■ MATERIAL
★ ★ ★ ★ ★

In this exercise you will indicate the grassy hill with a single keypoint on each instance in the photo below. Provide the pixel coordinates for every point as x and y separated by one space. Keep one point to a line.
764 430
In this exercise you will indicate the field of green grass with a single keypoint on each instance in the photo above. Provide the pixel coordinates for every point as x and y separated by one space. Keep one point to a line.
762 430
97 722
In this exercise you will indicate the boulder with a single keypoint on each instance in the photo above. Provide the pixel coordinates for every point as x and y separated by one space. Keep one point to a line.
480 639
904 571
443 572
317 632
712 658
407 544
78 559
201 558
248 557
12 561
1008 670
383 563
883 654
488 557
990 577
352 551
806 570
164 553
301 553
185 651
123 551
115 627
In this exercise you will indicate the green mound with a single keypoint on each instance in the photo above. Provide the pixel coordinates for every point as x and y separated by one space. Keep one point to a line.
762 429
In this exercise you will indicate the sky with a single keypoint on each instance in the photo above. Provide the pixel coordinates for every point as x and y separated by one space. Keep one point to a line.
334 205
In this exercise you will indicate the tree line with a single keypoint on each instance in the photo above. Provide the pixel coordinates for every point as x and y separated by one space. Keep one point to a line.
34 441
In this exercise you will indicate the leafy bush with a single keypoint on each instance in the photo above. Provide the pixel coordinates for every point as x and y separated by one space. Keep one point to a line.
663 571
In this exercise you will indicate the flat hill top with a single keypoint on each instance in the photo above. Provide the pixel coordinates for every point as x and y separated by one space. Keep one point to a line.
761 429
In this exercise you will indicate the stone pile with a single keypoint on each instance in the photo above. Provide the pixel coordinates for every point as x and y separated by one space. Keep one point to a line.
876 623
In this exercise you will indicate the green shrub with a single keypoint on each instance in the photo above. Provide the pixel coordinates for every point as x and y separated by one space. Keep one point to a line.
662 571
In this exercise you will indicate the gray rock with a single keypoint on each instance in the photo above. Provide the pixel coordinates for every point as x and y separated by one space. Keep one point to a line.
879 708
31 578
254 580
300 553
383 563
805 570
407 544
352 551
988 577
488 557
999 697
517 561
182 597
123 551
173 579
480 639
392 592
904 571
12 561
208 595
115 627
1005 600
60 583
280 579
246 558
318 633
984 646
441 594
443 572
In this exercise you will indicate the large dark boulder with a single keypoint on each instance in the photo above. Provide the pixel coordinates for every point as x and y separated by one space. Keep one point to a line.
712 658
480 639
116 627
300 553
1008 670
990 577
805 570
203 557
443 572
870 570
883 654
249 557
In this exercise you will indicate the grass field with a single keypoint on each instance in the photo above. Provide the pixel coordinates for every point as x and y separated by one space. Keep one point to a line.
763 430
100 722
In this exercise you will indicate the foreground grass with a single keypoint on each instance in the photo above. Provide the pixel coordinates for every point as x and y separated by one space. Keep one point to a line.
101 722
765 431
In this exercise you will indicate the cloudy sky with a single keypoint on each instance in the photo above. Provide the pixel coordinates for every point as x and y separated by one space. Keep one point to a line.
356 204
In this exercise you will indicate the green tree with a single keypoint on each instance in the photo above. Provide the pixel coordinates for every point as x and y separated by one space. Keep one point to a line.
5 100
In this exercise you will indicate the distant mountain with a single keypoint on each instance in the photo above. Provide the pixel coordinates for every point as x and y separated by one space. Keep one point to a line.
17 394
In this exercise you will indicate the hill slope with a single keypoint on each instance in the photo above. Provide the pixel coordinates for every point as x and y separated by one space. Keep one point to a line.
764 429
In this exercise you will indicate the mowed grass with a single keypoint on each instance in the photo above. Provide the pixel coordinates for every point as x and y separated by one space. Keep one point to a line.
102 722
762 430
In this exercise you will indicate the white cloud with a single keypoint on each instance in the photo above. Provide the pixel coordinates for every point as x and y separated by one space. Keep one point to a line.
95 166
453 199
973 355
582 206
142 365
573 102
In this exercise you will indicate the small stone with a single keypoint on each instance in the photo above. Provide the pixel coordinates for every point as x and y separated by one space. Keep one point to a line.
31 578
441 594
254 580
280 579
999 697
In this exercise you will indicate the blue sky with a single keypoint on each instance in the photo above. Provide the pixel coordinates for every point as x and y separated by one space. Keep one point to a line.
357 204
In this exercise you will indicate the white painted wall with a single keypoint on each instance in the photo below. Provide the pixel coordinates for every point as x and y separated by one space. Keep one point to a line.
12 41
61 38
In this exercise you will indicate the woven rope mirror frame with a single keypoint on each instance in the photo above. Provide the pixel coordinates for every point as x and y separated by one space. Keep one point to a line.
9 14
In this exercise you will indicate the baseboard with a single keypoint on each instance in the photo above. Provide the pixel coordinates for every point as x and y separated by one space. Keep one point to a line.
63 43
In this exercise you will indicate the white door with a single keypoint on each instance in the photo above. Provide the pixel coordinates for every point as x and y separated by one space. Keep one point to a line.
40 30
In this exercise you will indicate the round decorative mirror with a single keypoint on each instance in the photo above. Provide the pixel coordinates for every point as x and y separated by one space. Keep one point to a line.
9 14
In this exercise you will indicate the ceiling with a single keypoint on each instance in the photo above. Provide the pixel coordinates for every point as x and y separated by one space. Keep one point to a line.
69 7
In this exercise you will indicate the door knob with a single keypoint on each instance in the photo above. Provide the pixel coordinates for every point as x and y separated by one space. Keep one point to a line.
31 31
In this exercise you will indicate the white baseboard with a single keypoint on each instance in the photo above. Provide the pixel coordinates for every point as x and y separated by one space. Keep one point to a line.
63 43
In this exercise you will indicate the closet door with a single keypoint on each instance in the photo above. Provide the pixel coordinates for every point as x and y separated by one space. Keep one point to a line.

★ ★ ★ ★ ★

■ TASK DETAILS
Put the entries from the line containing "In this exercise you will indicate the ceiling" through the end of the entries into a Markdown table with the columns Row and Text, one numbered row per line and blank lines omitted.

■ OUTPUT
| Row | Text |
|---|---|
| 1 | In this exercise you will indicate the ceiling with a single keypoint on each instance in the photo above. Provide the pixel coordinates for every point as x and y separated by one space. Keep one point to a line. |
| 2 | 69 7 |
| 3 | In this exercise you will indicate the door knob with a single keypoint on each instance in the photo above. Provide the pixel coordinates for every point as x and y separated by one space. Keep one point to a line. |
| 4 | 31 31 |
| 5 | In this exercise you will indicate the white baseboard with a single keypoint on each instance in the photo above. Provide the pixel coordinates for every point as x and y separated by one space. Keep one point to a line. |
| 6 | 63 43 |
| 7 | In this exercise you will indicate the closet door with a single keypoint on each instance in the photo above. Provide the pixel coordinates for every point as x and y separated by one space. Keep one point to a line. |